Output exactly those lines of the data that lie between the line containing "For an urgent annotation task, I need the wheel rim" and the final line, both ends counted.

** Entries shown follows **

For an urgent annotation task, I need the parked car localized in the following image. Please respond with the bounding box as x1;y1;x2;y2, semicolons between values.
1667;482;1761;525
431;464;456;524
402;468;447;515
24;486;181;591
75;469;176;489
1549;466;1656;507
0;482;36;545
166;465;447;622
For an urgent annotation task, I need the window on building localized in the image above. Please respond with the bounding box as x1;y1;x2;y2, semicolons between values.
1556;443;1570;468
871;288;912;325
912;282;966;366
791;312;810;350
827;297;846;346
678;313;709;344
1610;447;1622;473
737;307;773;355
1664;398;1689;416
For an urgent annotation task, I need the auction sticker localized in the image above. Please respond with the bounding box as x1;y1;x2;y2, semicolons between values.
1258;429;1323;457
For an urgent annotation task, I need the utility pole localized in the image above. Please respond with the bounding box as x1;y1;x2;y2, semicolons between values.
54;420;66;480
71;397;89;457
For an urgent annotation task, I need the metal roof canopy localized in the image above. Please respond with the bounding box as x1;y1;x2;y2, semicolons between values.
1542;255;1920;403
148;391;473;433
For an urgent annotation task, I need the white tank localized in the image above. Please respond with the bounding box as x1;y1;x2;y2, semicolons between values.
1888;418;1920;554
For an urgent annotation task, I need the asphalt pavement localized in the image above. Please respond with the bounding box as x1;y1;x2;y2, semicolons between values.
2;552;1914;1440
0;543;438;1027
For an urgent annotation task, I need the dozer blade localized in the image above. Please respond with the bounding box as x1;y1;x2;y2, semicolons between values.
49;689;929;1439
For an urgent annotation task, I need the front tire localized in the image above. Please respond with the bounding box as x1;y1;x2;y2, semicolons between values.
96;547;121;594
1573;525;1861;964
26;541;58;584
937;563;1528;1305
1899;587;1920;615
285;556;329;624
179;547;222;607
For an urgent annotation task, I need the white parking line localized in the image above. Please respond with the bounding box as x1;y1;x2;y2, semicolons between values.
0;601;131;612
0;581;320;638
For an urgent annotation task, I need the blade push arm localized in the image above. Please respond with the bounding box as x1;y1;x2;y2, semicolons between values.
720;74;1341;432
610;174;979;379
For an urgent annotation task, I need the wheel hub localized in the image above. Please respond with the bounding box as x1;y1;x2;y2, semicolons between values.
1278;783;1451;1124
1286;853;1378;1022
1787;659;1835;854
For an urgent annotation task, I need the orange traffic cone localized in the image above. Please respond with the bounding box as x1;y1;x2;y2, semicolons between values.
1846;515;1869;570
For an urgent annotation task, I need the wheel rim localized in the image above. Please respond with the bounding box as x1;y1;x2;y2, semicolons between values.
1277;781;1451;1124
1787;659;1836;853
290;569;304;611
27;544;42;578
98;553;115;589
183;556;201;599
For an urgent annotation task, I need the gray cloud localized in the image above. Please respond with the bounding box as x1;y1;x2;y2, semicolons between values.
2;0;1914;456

** End of Entries shown **

» Worked solution
For an urgent annotation task, I need the wheel rim localized in the image above. Please respond with the bounding box as x1;y1;x2;y2, semicolons between values.
1277;781;1451;1124
1787;659;1836;853
290;569;304;611
27;544;42;578
98;553;115;589
183;556;201;599
For an urgent annotation task, I need the gray cloud localized in the image above. Please respond with the bounding box as x1;y1;x2;y2, semicolons between values.
2;0;1914;456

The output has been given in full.